_INSTRUCTIONS FOR THE TASK_
Gather each line in the records below that contains the word "white", and reproduce those lines in the order they appear.

_RECORDS SUPPLIED_
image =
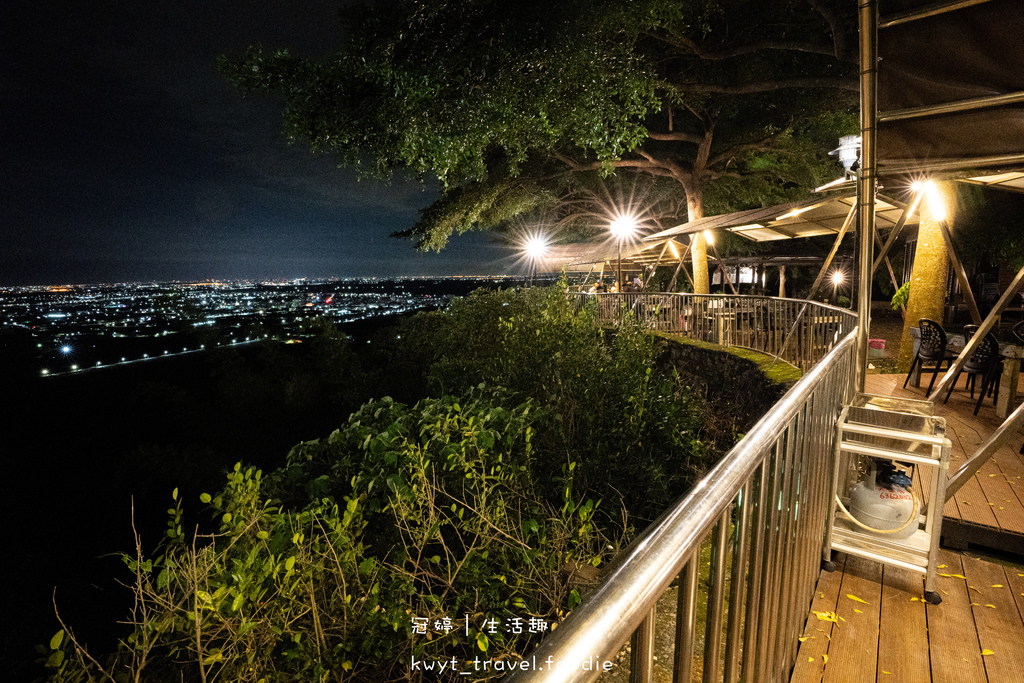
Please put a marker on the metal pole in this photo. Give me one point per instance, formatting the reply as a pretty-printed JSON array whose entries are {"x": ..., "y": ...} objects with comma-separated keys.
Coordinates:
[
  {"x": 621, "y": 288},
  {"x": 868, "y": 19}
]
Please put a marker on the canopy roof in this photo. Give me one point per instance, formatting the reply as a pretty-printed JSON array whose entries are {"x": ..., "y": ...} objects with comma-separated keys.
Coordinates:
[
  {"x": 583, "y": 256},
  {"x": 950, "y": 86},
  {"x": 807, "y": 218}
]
...
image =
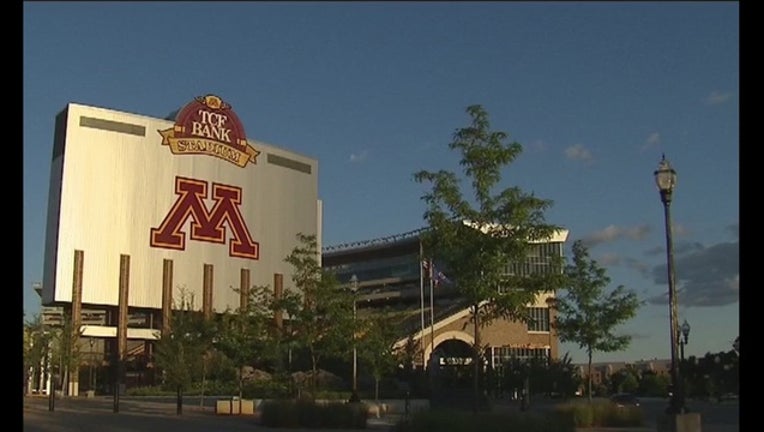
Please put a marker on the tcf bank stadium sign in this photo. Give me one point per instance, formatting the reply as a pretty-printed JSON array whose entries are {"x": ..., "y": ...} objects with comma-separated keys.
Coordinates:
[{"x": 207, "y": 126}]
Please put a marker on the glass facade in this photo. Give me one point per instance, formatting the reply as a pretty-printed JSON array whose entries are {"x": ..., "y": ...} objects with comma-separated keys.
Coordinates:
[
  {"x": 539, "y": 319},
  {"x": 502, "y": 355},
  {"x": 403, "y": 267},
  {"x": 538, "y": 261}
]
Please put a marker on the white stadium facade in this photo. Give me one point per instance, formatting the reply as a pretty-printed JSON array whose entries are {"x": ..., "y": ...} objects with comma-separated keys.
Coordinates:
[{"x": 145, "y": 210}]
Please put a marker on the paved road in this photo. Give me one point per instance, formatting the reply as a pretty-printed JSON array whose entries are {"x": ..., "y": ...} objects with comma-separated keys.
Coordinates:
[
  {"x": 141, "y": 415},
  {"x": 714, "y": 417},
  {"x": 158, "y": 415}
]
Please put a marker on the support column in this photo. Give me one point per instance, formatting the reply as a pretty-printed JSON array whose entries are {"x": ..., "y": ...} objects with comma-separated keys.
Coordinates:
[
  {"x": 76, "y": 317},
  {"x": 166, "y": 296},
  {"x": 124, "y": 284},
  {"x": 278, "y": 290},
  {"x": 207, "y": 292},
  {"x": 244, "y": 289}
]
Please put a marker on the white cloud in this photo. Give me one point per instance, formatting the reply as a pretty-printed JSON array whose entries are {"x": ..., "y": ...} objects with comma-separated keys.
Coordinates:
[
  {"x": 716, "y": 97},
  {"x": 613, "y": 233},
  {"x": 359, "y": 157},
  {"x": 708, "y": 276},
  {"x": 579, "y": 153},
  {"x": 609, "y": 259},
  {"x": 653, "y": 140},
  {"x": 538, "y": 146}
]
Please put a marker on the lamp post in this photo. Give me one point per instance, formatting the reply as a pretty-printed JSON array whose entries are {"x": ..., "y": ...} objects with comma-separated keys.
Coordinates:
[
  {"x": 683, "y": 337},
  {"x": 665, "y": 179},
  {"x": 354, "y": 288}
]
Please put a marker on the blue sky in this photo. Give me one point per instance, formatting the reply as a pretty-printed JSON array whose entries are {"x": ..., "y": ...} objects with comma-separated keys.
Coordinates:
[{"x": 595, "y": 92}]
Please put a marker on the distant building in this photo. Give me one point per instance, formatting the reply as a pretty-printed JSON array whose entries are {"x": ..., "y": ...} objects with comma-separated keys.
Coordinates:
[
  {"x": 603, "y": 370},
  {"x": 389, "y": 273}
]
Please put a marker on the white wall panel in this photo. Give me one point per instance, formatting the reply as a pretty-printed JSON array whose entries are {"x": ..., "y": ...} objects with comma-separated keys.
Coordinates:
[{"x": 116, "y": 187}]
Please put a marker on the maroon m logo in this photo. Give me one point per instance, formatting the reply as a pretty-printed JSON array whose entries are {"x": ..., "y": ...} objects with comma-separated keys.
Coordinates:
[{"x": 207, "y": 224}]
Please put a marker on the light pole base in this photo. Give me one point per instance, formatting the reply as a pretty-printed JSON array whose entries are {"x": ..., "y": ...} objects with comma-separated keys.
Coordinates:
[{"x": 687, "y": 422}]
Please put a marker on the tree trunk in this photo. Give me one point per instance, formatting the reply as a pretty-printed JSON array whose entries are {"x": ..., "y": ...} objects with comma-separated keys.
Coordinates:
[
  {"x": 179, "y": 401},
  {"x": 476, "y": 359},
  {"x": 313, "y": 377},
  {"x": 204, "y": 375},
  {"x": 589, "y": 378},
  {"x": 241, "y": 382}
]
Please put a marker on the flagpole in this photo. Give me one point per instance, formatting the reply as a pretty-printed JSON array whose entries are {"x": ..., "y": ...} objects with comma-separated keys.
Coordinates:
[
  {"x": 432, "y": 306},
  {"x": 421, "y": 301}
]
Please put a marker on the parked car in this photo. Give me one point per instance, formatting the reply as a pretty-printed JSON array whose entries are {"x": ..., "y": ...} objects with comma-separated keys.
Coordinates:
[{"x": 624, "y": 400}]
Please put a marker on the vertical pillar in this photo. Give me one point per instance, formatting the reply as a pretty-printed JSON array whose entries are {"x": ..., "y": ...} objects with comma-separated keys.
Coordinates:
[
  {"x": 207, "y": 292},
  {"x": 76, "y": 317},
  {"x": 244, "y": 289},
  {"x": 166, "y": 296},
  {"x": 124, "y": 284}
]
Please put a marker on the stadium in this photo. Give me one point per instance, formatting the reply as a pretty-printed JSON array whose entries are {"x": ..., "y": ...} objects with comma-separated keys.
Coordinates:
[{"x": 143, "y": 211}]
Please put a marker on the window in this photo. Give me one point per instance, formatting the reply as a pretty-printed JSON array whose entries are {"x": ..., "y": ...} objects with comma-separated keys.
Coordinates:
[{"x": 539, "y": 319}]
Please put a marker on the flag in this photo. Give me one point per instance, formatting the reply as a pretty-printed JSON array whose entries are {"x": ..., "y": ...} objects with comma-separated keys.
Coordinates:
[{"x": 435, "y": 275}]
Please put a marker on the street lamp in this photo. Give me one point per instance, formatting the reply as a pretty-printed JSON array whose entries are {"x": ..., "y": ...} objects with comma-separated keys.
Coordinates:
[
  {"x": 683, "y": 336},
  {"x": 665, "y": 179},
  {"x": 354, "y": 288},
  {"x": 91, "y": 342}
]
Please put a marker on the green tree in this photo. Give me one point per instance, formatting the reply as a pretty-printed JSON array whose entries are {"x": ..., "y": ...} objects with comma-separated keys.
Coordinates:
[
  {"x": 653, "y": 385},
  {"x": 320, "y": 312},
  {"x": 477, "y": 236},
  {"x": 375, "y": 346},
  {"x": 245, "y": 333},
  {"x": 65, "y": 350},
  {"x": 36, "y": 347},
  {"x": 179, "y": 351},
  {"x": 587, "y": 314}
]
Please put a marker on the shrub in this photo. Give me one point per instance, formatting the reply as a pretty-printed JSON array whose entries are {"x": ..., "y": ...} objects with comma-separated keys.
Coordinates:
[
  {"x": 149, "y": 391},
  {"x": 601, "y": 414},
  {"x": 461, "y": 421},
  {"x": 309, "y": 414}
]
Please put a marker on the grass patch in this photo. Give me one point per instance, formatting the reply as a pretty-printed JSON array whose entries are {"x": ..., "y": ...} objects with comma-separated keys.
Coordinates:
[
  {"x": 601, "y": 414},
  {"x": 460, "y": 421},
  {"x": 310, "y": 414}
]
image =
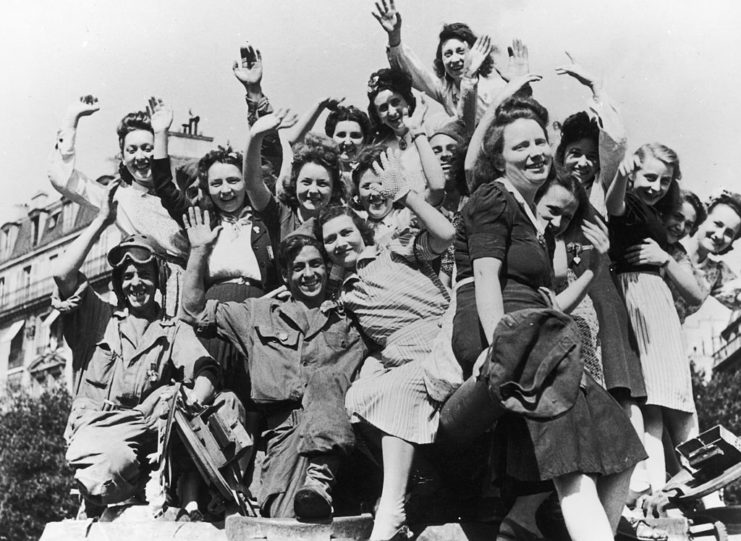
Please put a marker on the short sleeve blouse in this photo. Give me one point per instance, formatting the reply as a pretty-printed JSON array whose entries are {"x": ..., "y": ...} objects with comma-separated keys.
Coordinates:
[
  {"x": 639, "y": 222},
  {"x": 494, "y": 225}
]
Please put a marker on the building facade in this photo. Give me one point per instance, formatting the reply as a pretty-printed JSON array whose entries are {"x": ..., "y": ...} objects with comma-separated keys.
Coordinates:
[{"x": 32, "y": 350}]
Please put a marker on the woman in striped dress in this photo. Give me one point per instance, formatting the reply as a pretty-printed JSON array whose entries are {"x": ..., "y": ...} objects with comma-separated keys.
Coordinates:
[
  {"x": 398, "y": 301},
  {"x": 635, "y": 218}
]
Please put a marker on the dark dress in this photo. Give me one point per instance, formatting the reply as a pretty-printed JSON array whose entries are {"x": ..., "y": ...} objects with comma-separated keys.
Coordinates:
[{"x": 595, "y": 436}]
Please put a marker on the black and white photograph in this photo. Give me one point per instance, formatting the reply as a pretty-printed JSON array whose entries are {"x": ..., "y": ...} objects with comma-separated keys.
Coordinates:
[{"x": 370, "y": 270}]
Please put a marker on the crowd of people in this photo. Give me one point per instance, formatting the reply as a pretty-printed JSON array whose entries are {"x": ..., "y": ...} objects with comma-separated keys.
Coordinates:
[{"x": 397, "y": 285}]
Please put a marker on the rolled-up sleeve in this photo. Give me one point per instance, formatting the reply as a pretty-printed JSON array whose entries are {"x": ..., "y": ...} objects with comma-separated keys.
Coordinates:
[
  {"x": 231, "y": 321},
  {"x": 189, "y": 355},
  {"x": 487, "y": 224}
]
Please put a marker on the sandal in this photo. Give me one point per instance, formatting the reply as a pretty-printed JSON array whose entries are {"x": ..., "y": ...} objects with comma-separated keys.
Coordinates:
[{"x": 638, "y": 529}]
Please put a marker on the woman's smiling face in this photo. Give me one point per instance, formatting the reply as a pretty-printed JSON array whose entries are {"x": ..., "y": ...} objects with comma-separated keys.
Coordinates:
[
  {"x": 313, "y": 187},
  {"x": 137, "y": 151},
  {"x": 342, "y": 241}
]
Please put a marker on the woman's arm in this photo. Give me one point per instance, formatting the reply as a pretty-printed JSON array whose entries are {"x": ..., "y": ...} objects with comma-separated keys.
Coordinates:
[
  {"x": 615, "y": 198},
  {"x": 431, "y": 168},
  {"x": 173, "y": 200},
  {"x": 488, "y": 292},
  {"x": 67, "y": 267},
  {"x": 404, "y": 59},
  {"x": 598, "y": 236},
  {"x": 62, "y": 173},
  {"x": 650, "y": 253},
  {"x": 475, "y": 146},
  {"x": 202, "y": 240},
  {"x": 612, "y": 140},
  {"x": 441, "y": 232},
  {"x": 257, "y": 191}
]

_RESPONSE TO THE EXERCISE_
Please put a marker on the white stadium facade in this photo. Give me one point per instance, formatting the reply as a pretty-printed JSON array whose entries are {"x": ..., "y": ...} objects with comma-separated keys.
Please put a marker on the white cloud in this photo. Give me one point per instance, formatting the reply as a pretty-printed JSON array whose entries are {"x": ..., "y": ...} objects with comma-separated keys.
Please put a marker on the white wall panel in this photo. Give me one point per instance, formatting the reply as a pretty-printed JSON array whose entries are {"x": ..., "y": ...} objects with comma-separated keys.
Please put a marker on the black and white photograph in this photo. Give me one point per instance, formatting the reply as a pretty-printed JSON array whose entries are {"x": ..., "y": ...} objects with comma-separated keys.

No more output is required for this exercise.